▶ **Text to read**:
↓↓↓
# Blonde for Black-haired people



## khadijah (Dec 19, 2005)

I have naturally black hair and i want to try putting in honey blonde or caramel highlights in them. I've never tried cool colors before because i know it would not turn out the way i want it too. Because of my natural haircolor, blonde/caramel/medium browns would turn brassy and warmer than it should be. Therefore, I've only dyed my hair with shades that has reddish/purplish tones in them.

I need advice, should i get a pre-lightener kit? if so, does anyone have tips on how to use them or brand recs?  Any other suggestions welcomed 
	

	
	
		
		

		
			





Oh and I'm too broke to do it at a salon.


----------



## ruby_soho (Dec 19, 2005)
↑↑↑
▶ **Objective a**:
Which lines in the records below contain the string "stone"? Gather each of those lines in full, and treat upper and lower case as different.

▶ **Listing**:
↓↓↓
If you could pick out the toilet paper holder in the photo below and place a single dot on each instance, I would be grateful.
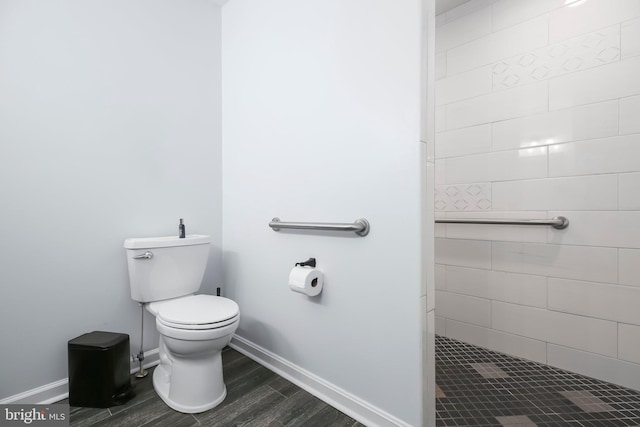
(311, 262)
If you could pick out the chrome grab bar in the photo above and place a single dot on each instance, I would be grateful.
(558, 222)
(360, 226)
(146, 255)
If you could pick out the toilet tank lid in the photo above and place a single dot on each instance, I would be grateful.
(166, 242)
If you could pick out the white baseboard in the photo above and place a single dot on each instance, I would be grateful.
(46, 394)
(340, 399)
(59, 390)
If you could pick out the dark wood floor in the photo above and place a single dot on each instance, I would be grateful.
(255, 397)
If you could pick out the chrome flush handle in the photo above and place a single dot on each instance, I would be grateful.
(146, 255)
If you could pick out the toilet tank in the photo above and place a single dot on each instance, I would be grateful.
(166, 267)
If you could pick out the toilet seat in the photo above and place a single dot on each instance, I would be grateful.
(196, 312)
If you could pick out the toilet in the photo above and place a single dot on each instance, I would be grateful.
(165, 273)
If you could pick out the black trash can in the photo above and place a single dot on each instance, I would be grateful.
(99, 370)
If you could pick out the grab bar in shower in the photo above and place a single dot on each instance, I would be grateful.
(359, 226)
(558, 222)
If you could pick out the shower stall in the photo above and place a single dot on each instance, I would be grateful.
(538, 117)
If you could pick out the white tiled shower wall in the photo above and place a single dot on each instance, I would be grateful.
(538, 115)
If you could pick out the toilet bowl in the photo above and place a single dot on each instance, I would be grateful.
(165, 273)
(193, 331)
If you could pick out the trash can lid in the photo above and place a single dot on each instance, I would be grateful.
(98, 340)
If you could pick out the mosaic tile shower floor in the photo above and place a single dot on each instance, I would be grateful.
(479, 387)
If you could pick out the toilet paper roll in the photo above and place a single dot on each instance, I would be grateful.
(306, 280)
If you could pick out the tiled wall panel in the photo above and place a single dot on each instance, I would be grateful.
(629, 342)
(588, 16)
(555, 132)
(596, 156)
(507, 104)
(571, 262)
(631, 38)
(465, 141)
(511, 41)
(573, 124)
(630, 114)
(583, 333)
(600, 300)
(590, 192)
(610, 81)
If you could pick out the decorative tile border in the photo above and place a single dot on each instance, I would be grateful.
(463, 197)
(575, 54)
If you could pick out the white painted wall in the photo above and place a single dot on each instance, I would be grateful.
(109, 128)
(537, 117)
(320, 123)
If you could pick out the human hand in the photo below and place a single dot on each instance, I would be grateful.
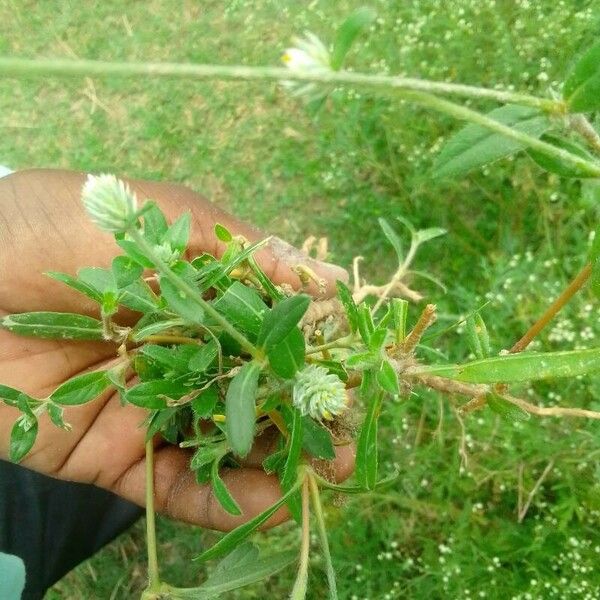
(43, 227)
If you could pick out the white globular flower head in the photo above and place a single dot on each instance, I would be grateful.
(309, 52)
(109, 203)
(319, 393)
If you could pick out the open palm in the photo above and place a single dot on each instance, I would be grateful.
(43, 227)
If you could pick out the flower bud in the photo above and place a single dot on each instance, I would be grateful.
(319, 393)
(109, 202)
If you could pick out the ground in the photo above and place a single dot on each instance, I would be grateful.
(515, 237)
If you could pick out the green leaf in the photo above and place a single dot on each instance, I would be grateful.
(556, 165)
(582, 87)
(240, 408)
(131, 249)
(525, 366)
(53, 325)
(223, 233)
(422, 236)
(55, 413)
(140, 333)
(139, 297)
(387, 378)
(475, 145)
(362, 360)
(347, 33)
(477, 335)
(316, 439)
(290, 469)
(22, 437)
(125, 271)
(204, 404)
(399, 313)
(12, 396)
(240, 571)
(393, 238)
(366, 447)
(238, 535)
(242, 307)
(381, 485)
(365, 323)
(281, 320)
(206, 455)
(76, 284)
(155, 224)
(180, 302)
(158, 420)
(594, 258)
(154, 394)
(178, 234)
(287, 357)
(347, 301)
(203, 357)
(221, 492)
(507, 410)
(81, 389)
(100, 279)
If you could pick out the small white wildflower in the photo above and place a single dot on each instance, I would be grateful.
(109, 202)
(319, 393)
(309, 53)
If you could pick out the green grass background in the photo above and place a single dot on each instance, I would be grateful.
(515, 236)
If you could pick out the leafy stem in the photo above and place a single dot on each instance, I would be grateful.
(192, 294)
(300, 585)
(89, 68)
(322, 530)
(466, 114)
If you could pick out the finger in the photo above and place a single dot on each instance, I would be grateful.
(177, 494)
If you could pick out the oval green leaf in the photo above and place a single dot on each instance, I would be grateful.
(240, 409)
(81, 389)
(53, 325)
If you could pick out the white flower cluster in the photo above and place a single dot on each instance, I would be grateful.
(109, 202)
(319, 393)
(309, 53)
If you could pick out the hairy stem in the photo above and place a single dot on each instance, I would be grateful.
(90, 68)
(153, 575)
(192, 294)
(553, 309)
(466, 114)
(318, 508)
(300, 585)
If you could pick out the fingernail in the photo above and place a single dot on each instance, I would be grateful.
(293, 256)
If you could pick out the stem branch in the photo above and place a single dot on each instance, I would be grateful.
(92, 68)
(192, 294)
(318, 508)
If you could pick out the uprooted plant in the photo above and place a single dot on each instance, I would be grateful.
(222, 354)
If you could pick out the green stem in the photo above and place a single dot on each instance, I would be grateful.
(318, 508)
(466, 114)
(192, 294)
(344, 342)
(301, 583)
(89, 68)
(153, 575)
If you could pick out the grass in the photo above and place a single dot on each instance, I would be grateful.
(515, 237)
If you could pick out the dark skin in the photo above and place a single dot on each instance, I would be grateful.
(43, 227)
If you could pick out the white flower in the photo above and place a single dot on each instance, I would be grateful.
(109, 202)
(309, 53)
(319, 393)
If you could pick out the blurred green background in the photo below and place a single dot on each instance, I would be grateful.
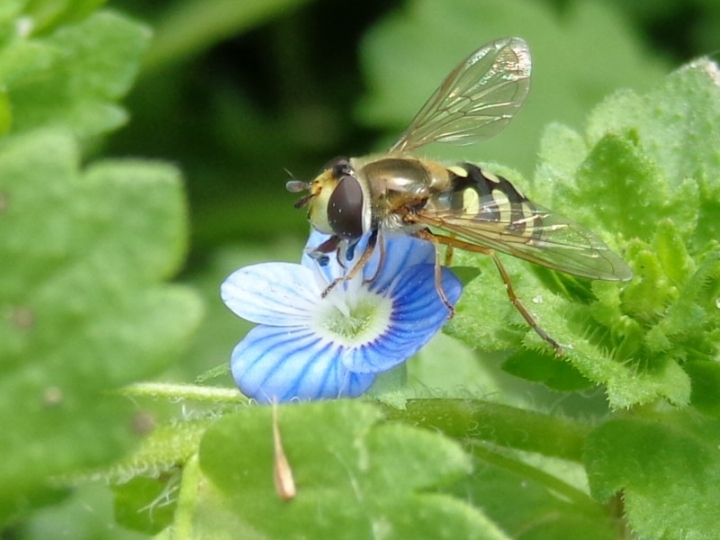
(242, 95)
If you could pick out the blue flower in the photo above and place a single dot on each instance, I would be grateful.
(307, 346)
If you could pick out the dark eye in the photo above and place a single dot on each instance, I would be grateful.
(345, 208)
(339, 166)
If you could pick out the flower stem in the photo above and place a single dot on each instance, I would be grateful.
(188, 392)
(498, 424)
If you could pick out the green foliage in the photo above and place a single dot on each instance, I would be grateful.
(494, 436)
(355, 479)
(84, 251)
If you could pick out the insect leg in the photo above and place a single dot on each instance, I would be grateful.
(455, 243)
(362, 261)
(381, 260)
(521, 307)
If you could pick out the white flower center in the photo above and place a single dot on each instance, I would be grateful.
(352, 315)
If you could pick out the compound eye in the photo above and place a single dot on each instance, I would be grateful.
(338, 164)
(345, 208)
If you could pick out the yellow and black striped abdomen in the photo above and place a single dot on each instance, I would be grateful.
(481, 197)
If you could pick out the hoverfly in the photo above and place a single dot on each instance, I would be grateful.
(461, 205)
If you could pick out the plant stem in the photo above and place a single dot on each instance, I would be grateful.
(187, 392)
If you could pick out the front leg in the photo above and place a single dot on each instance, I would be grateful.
(362, 261)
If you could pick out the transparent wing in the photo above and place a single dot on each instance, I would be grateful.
(533, 233)
(477, 99)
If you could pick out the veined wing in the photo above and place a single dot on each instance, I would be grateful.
(527, 231)
(477, 99)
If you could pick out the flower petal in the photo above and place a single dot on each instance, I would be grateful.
(277, 294)
(402, 251)
(281, 364)
(418, 314)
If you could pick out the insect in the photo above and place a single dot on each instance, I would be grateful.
(461, 205)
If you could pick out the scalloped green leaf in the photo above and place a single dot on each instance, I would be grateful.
(72, 77)
(82, 307)
(666, 467)
(361, 477)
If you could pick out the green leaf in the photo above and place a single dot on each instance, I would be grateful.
(531, 504)
(146, 504)
(361, 477)
(72, 77)
(82, 310)
(667, 468)
(190, 26)
(547, 369)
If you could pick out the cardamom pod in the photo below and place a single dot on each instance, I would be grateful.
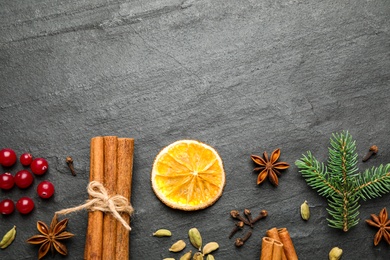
(335, 253)
(210, 257)
(8, 238)
(210, 247)
(197, 256)
(178, 246)
(305, 211)
(186, 256)
(195, 238)
(162, 233)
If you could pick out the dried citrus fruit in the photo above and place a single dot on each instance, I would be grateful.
(188, 175)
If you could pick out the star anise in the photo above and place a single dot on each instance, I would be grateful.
(48, 239)
(269, 167)
(383, 223)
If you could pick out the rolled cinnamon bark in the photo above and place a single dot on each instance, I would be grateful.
(288, 245)
(273, 233)
(109, 182)
(94, 237)
(124, 181)
(277, 250)
(267, 248)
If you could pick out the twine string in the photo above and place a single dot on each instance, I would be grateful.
(102, 201)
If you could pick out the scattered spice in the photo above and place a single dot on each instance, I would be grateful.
(248, 214)
(340, 181)
(69, 161)
(50, 236)
(186, 256)
(372, 151)
(240, 241)
(210, 247)
(269, 167)
(383, 223)
(335, 253)
(8, 238)
(235, 214)
(178, 246)
(261, 215)
(195, 238)
(239, 225)
(162, 233)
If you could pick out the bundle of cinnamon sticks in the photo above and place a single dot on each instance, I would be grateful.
(277, 245)
(111, 164)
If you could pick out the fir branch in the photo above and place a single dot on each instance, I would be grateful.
(374, 182)
(340, 181)
(316, 175)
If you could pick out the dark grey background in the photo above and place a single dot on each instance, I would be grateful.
(242, 76)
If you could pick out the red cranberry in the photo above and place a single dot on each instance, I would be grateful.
(45, 189)
(39, 166)
(23, 179)
(25, 205)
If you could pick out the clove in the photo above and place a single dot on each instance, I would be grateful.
(262, 214)
(372, 151)
(240, 241)
(69, 161)
(248, 214)
(235, 214)
(239, 225)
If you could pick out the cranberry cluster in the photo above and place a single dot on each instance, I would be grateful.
(23, 179)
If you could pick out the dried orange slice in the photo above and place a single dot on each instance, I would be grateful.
(188, 175)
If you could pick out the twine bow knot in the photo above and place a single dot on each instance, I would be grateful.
(102, 201)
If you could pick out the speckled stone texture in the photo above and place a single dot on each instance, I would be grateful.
(243, 76)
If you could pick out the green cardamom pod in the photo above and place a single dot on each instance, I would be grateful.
(195, 238)
(210, 257)
(210, 247)
(197, 256)
(8, 238)
(162, 233)
(335, 253)
(305, 211)
(178, 246)
(186, 256)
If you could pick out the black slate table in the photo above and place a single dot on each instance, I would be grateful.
(243, 76)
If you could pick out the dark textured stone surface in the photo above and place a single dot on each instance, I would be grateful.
(242, 76)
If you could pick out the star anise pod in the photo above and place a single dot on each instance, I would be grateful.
(269, 167)
(49, 237)
(383, 223)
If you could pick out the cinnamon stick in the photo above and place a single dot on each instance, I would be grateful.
(273, 233)
(124, 181)
(271, 249)
(289, 249)
(277, 250)
(266, 248)
(94, 237)
(109, 182)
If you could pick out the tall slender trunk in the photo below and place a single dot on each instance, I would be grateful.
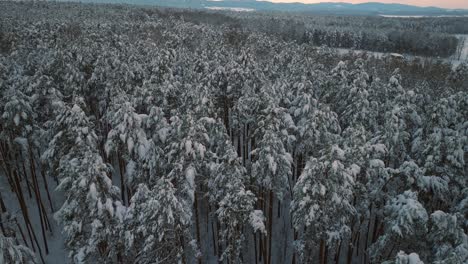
(42, 213)
(44, 178)
(322, 251)
(270, 225)
(27, 220)
(337, 256)
(122, 180)
(197, 223)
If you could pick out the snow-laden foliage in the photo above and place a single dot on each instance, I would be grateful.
(232, 137)
(11, 252)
↑↑↑
▶ **Objective b**:
In the hair-dye thread, which shades does khadijah say would turn brassy and warmer than they should because of her natural hair color?

▶ **Written response a**:
If you could pick out the speckled stone texture in the photo above and place a single dot on each instance, I would be grateful.
If you could pick out the dark textured stone surface in the photo above and place a single dot on each instance, I would be grateful.

▶ **Written response b**:
Blonde, caramel, and medium browns.